▸ Required action
Copy every record word for word.

__________________________________________________

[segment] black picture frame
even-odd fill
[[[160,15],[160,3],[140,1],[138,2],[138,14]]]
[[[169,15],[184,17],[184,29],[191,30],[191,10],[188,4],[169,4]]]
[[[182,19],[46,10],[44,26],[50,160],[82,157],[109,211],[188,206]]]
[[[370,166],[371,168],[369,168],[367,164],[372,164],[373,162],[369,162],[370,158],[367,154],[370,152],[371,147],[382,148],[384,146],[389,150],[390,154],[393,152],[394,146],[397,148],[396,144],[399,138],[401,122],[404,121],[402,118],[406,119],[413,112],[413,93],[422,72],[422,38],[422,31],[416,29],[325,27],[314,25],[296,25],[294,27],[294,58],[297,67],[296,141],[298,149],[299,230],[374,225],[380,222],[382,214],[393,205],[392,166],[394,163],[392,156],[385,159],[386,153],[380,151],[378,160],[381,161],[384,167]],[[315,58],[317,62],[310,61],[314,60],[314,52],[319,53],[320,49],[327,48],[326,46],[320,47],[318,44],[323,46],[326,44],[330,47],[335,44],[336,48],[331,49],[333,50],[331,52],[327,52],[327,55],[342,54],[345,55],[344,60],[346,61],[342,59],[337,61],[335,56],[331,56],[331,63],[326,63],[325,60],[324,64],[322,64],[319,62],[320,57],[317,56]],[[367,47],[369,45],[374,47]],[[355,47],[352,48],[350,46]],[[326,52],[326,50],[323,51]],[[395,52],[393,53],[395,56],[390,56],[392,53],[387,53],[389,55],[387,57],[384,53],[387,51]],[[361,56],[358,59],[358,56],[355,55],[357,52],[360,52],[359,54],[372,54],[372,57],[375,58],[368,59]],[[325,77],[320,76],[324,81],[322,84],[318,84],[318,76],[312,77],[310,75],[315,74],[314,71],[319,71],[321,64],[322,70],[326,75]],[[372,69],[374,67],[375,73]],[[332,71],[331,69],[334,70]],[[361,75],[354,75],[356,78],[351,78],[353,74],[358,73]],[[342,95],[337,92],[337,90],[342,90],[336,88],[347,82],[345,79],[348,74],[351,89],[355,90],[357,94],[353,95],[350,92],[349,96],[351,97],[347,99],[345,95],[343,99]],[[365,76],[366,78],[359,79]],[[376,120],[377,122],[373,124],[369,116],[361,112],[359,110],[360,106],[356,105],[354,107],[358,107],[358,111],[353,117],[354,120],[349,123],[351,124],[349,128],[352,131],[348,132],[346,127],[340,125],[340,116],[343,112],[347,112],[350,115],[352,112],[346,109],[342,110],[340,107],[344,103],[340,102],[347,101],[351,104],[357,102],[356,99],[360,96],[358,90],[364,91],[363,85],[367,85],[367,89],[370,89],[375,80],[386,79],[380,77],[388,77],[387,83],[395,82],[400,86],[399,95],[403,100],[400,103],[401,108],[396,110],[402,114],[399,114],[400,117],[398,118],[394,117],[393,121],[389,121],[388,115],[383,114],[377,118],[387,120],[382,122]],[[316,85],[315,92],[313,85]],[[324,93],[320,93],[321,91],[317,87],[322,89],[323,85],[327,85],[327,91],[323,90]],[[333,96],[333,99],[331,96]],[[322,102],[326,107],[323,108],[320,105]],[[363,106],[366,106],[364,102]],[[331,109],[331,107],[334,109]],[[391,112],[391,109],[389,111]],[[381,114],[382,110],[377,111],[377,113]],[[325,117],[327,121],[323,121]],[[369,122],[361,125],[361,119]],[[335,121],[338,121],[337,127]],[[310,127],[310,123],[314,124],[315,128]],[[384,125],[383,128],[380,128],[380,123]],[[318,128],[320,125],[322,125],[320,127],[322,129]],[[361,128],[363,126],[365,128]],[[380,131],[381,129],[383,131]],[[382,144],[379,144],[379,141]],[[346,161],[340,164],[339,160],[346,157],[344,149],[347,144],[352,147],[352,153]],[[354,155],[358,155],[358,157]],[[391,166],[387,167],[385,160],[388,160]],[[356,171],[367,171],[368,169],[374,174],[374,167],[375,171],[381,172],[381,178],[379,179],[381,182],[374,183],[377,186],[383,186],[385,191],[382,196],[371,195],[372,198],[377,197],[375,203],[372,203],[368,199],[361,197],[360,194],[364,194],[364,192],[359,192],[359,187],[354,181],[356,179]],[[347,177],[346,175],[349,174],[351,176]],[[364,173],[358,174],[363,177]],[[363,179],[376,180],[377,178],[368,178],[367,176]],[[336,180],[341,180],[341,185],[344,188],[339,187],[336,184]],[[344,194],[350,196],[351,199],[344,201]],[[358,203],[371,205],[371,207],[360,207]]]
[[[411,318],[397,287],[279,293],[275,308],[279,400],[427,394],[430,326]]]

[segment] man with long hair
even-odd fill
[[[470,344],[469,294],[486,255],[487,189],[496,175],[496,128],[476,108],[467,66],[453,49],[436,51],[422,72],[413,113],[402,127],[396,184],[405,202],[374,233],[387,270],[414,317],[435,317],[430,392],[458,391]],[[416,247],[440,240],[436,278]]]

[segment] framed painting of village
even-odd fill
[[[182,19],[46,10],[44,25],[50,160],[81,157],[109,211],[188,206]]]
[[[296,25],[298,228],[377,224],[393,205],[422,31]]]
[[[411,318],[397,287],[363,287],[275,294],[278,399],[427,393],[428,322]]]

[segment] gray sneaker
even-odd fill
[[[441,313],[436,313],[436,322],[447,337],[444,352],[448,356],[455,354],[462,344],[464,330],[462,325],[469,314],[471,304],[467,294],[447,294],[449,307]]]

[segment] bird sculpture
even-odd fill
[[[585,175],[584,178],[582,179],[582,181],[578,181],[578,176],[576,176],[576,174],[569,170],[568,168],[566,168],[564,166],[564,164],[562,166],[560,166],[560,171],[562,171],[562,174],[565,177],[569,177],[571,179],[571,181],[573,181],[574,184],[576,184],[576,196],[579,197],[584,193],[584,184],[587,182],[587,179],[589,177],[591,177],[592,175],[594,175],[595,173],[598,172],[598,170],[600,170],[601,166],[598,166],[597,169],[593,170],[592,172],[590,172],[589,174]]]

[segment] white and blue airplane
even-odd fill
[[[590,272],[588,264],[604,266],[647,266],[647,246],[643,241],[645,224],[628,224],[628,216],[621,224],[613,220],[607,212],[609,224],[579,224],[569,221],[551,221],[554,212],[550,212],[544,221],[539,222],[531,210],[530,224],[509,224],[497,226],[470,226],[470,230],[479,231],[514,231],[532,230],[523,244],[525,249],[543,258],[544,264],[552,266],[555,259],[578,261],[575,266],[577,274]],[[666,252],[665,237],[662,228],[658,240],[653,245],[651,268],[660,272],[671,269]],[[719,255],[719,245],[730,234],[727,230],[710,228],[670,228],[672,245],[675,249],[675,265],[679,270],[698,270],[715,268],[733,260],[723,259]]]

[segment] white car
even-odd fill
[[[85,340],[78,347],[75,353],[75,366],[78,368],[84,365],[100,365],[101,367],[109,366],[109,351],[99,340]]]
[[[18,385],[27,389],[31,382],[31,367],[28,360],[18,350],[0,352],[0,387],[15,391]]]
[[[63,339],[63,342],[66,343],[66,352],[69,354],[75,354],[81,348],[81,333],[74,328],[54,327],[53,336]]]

__________________________________________________

▸ Worked solution
[segment] black picture frame
even-odd fill
[[[160,15],[160,3],[140,1],[138,2],[138,14]]]
[[[169,15],[184,17],[184,29],[191,30],[191,10],[188,4],[169,4]]]
[[[182,19],[46,10],[44,26],[50,160],[82,157],[109,211],[188,206]]]
[[[370,166],[371,168],[369,168],[367,164],[372,164],[373,162],[369,162],[370,158],[367,154],[370,152],[371,147],[382,148],[384,146],[389,150],[390,154],[393,152],[394,146],[397,148],[396,144],[399,138],[401,122],[404,121],[402,118],[406,119],[413,112],[413,93],[422,72],[422,38],[422,31],[416,29],[325,27],[314,25],[296,25],[294,27],[294,58],[297,67],[296,141],[298,149],[299,230],[374,225],[380,222],[382,214],[393,205],[392,166],[394,163],[392,156],[385,159],[386,153],[380,151],[378,160],[381,161],[384,167]],[[315,58],[317,62],[310,61],[314,60],[314,52],[319,53],[320,49],[327,48],[326,46],[320,47],[318,44],[323,46],[326,44],[330,47],[335,44],[336,48],[331,49],[333,50],[331,52],[327,52],[327,55],[342,54],[345,55],[344,60],[346,61],[342,59],[337,61],[335,56],[331,56],[331,63],[326,63],[325,60],[324,64],[322,64],[319,62],[320,57],[317,56]],[[367,47],[369,45],[374,47]],[[355,47],[352,48],[350,46]],[[326,52],[326,50],[323,51]],[[395,52],[393,53],[395,56],[390,56],[392,53],[387,53],[389,55],[387,57],[384,53],[387,51]],[[361,56],[358,59],[358,56],[355,55],[357,52],[360,52],[359,54],[372,54],[372,57],[375,58],[368,59]],[[325,77],[320,76],[324,81],[322,84],[318,84],[318,76],[312,77],[310,75],[315,74],[314,71],[319,71],[321,64],[322,70],[326,75]],[[372,69],[374,67],[375,73]],[[332,71],[331,69],[334,70]],[[361,75],[354,75],[356,78],[351,78],[353,74],[358,73]],[[342,95],[337,92],[337,90],[342,90],[336,88],[347,82],[345,79],[348,74],[351,89],[355,90],[357,94],[353,95],[350,92],[349,96],[351,97],[347,99],[345,95],[343,99]],[[365,76],[366,78],[359,79]],[[376,120],[377,122],[373,124],[369,116],[361,112],[359,110],[360,106],[356,105],[354,107],[358,107],[358,111],[353,117],[354,120],[349,123],[351,124],[349,128],[352,131],[348,132],[346,127],[340,125],[340,116],[343,112],[347,112],[350,115],[352,112],[346,109],[342,110],[340,107],[344,103],[340,102],[347,101],[351,104],[357,102],[356,99],[360,96],[358,90],[364,91],[363,85],[367,85],[367,89],[370,89],[375,80],[386,79],[380,77],[388,77],[387,83],[395,82],[400,86],[399,95],[403,100],[400,103],[401,108],[396,110],[402,114],[399,114],[400,117],[398,118],[394,117],[393,121],[389,121],[388,115],[383,114],[377,118],[387,120],[382,122]],[[316,85],[315,92],[313,85]],[[324,93],[320,93],[321,91],[317,87],[322,89],[323,85],[327,85],[327,91],[323,90]],[[333,96],[333,99],[331,96]],[[322,102],[326,107],[323,108],[320,105]],[[363,106],[366,106],[364,102]],[[331,109],[331,107],[334,109]],[[391,112],[391,109],[389,111]],[[381,114],[382,110],[377,111],[377,113]],[[325,117],[327,121],[323,121]],[[369,122],[361,125],[361,119]],[[335,121],[338,121],[337,127]],[[310,127],[310,123],[314,124],[315,128]],[[384,125],[383,128],[380,128],[380,123]],[[318,128],[320,125],[322,125],[320,127],[322,129]],[[361,128],[363,126],[365,128]],[[380,131],[381,129],[383,131]],[[382,144],[379,144],[379,141]],[[346,161],[340,164],[339,160],[346,157],[344,149],[347,144],[352,147],[352,153]],[[354,155],[358,155],[358,157]],[[391,166],[387,167],[385,160],[388,160]],[[356,171],[367,171],[368,169],[374,174],[374,167],[375,171],[381,172],[381,178],[379,179],[381,182],[374,183],[377,186],[383,186],[385,191],[382,196],[371,195],[372,198],[377,197],[375,203],[372,203],[368,199],[361,197],[360,194],[364,194],[364,192],[359,192],[359,187],[354,181],[356,179]],[[347,177],[346,175],[349,174],[351,176]],[[364,173],[358,174],[363,177]],[[363,179],[376,180],[377,178],[368,178],[367,176]],[[336,180],[341,180],[341,185],[344,188],[339,187],[336,184]],[[344,194],[350,196],[351,199],[344,201]],[[358,203],[371,205],[371,207],[360,207]]]
[[[411,318],[397,287],[279,293],[275,308],[279,400],[427,394],[430,326]]]

[segment] man with long hair
even-odd fill
[[[470,344],[469,294],[486,255],[487,189],[496,175],[496,128],[476,108],[467,66],[453,49],[436,51],[422,72],[413,113],[402,127],[396,184],[405,202],[374,233],[387,270],[414,317],[435,317],[430,392],[458,391]],[[416,247],[440,240],[436,278]]]

[segment] framed painting of village
even-odd fill
[[[182,19],[46,10],[44,25],[50,160],[81,157],[109,211],[188,206]]]
[[[296,25],[298,228],[377,224],[393,205],[422,31]]]
[[[411,318],[397,287],[363,287],[275,294],[278,399],[427,393],[428,322]]]

[segment] gray sneaker
even-odd fill
[[[441,313],[436,313],[436,322],[447,337],[444,352],[448,356],[455,354],[462,344],[464,330],[462,325],[469,314],[471,304],[467,294],[447,294],[449,307]]]

[segment] bird sculpture
even-odd fill
[[[585,175],[584,178],[582,179],[582,181],[578,181],[578,176],[576,176],[576,174],[569,170],[568,168],[566,168],[564,166],[564,164],[562,166],[560,166],[560,171],[562,171],[562,174],[565,177],[569,177],[571,179],[571,181],[573,181],[574,184],[576,184],[576,196],[579,197],[584,193],[584,184],[587,182],[587,179],[589,177],[591,177],[592,175],[594,175],[595,173],[598,172],[598,170],[600,170],[601,166],[598,166],[597,169],[593,170],[592,172],[590,172],[589,174]]]

[segment] white and blue airplane
even-odd fill
[[[590,272],[588,264],[604,266],[647,266],[647,246],[643,241],[645,224],[628,224],[628,216],[621,224],[613,220],[607,212],[609,224],[579,224],[569,221],[551,221],[554,212],[550,212],[544,221],[539,222],[531,210],[530,224],[509,224],[497,226],[470,226],[470,230],[479,231],[514,231],[532,230],[523,244],[525,249],[543,258],[544,264],[552,266],[555,259],[578,261],[575,266],[577,274]],[[666,252],[665,237],[662,228],[658,240],[653,245],[651,268],[660,272],[671,269]],[[719,255],[719,245],[730,234],[727,230],[710,228],[670,228],[672,245],[675,249],[675,265],[679,270],[698,270],[715,268],[733,260],[723,259]]]

[segment] white car
even-odd fill
[[[85,340],[78,347],[75,353],[75,366],[78,368],[84,365],[100,365],[101,367],[109,366],[109,351],[99,340]]]
[[[18,385],[27,389],[31,382],[31,367],[28,360],[18,350],[0,352],[0,387],[15,391]]]
[[[63,339],[63,342],[66,343],[66,352],[69,354],[75,354],[81,348],[81,333],[74,328],[54,327],[53,336]]]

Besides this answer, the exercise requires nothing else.